TASK DESCRIPTION »
Repeat the following lines exactly and nothing else: the line containing "mark: wooden bowl" and each line after it through the end of the listing.

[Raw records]
+---+

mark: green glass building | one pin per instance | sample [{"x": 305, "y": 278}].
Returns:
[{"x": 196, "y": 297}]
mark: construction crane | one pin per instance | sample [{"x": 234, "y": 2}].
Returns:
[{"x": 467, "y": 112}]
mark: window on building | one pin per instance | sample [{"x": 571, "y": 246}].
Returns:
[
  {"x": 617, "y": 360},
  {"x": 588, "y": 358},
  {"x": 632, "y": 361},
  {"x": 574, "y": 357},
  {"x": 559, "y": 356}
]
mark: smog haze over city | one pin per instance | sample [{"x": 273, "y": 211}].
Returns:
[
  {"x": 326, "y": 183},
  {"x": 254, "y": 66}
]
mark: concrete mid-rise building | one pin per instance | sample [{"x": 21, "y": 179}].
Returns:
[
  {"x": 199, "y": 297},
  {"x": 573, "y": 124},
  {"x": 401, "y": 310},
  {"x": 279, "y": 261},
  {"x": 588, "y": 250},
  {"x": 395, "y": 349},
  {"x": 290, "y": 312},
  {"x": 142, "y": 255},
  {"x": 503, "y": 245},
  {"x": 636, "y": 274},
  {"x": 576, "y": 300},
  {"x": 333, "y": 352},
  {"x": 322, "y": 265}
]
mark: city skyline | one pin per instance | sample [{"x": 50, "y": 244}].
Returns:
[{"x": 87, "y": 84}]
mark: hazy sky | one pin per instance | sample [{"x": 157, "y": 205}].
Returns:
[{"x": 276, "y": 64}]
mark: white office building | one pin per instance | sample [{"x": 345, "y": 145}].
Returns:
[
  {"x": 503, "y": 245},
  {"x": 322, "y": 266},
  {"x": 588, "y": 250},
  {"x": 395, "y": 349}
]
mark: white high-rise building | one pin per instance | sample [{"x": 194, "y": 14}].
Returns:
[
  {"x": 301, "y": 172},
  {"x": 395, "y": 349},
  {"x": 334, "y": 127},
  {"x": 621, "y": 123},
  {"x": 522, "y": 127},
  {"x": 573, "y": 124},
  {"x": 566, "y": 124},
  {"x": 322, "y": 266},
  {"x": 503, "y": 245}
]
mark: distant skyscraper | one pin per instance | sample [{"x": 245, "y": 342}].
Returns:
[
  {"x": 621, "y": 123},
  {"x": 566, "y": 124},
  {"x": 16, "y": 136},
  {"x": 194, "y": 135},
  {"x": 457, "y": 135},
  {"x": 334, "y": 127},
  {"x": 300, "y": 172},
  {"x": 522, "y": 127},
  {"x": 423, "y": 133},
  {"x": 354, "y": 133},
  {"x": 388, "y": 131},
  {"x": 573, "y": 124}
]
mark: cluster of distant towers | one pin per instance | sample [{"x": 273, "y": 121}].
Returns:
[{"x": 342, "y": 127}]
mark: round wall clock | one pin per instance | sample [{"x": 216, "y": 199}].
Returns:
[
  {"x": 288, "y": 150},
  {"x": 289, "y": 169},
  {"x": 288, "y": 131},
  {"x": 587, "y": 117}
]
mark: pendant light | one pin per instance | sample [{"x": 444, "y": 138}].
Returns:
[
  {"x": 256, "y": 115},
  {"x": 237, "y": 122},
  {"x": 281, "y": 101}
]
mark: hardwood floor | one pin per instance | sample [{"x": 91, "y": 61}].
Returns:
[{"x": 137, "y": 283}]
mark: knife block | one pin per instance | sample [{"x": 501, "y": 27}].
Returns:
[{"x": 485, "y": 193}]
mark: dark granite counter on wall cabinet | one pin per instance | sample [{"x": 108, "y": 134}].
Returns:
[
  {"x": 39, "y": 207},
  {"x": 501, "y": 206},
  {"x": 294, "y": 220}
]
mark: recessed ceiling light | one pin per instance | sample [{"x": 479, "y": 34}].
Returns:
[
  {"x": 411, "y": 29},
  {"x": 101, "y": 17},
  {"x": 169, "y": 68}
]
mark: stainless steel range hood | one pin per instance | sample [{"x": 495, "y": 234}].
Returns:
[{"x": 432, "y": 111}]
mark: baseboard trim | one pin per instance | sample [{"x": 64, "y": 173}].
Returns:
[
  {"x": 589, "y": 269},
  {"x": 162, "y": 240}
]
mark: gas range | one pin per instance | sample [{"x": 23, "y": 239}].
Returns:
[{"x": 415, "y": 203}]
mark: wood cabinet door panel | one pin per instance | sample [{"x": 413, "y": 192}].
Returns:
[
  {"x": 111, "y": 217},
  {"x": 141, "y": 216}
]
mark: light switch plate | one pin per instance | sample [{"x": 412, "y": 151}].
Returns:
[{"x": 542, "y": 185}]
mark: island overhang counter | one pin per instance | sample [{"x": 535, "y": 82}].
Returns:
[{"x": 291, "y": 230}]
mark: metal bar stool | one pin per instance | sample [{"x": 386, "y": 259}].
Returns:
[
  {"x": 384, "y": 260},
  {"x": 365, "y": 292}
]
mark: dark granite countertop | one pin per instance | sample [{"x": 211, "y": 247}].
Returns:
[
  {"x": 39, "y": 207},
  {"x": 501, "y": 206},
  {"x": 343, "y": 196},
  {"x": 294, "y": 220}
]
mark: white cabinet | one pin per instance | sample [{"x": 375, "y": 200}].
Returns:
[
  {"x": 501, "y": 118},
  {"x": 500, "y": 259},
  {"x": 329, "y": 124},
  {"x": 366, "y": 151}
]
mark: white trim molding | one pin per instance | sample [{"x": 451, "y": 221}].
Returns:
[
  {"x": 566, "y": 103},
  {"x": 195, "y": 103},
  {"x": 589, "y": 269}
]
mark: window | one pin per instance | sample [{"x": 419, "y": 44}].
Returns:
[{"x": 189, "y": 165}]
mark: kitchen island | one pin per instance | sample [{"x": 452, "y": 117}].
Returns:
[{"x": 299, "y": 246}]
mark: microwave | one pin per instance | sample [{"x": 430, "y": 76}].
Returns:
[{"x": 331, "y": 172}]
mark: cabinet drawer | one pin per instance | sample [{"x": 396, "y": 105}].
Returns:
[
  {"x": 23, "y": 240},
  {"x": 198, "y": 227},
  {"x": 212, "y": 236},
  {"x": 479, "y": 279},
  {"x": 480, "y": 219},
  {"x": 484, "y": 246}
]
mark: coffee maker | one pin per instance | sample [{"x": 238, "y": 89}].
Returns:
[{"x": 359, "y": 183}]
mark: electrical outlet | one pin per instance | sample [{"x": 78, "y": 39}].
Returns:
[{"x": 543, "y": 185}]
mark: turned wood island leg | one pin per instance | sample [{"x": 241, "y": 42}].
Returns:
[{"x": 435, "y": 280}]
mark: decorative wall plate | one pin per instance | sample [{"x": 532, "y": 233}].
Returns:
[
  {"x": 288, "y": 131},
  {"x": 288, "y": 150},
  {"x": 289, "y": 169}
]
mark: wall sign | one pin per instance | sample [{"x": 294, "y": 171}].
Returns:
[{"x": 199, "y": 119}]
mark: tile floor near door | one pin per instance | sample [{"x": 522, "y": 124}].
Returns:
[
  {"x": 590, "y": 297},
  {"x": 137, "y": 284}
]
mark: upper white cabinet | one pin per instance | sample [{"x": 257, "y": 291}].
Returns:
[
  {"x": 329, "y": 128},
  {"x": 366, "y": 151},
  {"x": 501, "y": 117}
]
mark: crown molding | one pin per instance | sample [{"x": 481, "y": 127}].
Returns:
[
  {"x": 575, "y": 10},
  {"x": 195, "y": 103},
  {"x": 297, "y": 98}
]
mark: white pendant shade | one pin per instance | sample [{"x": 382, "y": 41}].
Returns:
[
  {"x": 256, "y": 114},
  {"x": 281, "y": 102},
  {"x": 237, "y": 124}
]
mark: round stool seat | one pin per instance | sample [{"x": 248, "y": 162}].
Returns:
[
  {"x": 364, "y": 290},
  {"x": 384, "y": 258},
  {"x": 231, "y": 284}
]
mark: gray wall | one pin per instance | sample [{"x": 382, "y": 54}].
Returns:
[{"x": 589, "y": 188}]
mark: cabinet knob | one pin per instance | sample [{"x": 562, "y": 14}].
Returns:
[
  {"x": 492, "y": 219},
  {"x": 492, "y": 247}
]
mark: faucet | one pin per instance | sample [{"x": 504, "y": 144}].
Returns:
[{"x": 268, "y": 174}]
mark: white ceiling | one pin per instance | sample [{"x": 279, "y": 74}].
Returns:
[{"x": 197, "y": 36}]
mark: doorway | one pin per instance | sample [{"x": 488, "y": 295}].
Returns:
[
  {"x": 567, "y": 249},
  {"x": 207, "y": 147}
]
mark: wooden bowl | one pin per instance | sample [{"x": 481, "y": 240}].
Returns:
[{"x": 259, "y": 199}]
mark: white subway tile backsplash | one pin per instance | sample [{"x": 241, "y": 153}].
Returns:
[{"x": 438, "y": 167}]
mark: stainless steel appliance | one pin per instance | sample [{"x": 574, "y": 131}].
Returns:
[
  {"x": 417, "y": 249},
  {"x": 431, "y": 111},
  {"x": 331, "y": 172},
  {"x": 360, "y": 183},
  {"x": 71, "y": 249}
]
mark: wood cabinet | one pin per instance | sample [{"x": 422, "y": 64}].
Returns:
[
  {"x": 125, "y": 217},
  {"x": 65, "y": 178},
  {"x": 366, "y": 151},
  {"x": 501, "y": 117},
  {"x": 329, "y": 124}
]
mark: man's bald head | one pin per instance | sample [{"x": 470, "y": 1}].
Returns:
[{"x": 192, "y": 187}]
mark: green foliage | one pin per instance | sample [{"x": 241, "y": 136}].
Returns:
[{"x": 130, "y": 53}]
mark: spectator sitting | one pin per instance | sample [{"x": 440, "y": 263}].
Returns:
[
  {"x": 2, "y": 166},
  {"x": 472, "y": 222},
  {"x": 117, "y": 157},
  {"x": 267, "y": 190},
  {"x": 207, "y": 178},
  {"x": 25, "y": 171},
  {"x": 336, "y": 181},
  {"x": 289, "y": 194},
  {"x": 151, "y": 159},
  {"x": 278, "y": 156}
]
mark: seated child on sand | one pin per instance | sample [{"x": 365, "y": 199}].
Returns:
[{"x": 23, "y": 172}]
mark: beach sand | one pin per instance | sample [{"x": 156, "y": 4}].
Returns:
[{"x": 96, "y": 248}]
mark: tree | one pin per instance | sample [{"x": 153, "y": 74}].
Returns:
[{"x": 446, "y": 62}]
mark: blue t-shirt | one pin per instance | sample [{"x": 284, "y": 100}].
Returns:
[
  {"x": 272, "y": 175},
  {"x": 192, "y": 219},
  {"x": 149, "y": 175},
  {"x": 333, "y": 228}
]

+---+

SOLUTION TO THIS TASK »
mark: wooden bowl | one pin per instance | sample [{"x": 481, "y": 240}].
Returns:
[{"x": 259, "y": 199}]
mark: white subway tile backsplash | one pin per instance | sample [{"x": 241, "y": 153}].
Returns:
[{"x": 438, "y": 167}]
mark: stainless steel appliance | one pin per instance | sample [{"x": 574, "y": 131}].
Returns:
[
  {"x": 417, "y": 249},
  {"x": 431, "y": 111},
  {"x": 331, "y": 172},
  {"x": 360, "y": 183},
  {"x": 71, "y": 249}
]
mark: wood cabinet | one pin per instance | sample [{"x": 422, "y": 64}].
Returns:
[
  {"x": 125, "y": 217},
  {"x": 65, "y": 178},
  {"x": 366, "y": 151},
  {"x": 501, "y": 117},
  {"x": 329, "y": 124}
]
mark: man's bald head | one pin per instance | sample [{"x": 470, "y": 1}].
Returns:
[{"x": 192, "y": 187}]
mark: green foliage | one pin per instance | sample [{"x": 241, "y": 136}].
Returns:
[{"x": 130, "y": 53}]
mark: spectator sitting | one pin per instance | sample [{"x": 440, "y": 263}].
Returns:
[
  {"x": 2, "y": 166},
  {"x": 472, "y": 222},
  {"x": 117, "y": 157},
  {"x": 267, "y": 190},
  {"x": 207, "y": 178},
  {"x": 25, "y": 171},
  {"x": 336, "y": 181},
  {"x": 289, "y": 194},
  {"x": 151, "y": 159},
  {"x": 278, "y": 156}
]
mark: seated child on sand | one pin per instance | sample [{"x": 365, "y": 199}].
Returns:
[{"x": 23, "y": 172}]
mark: beach sand | one pin per instance | sample [{"x": 156, "y": 4}].
Returns:
[{"x": 96, "y": 248}]
mark: tree | one pin per instance | sample [{"x": 153, "y": 74}].
Returns:
[{"x": 446, "y": 62}]
mark: blue t-shirt | one pin per instance | sample [{"x": 284, "y": 100}].
Returns:
[
  {"x": 272, "y": 175},
  {"x": 192, "y": 219},
  {"x": 149, "y": 175},
  {"x": 333, "y": 228}
]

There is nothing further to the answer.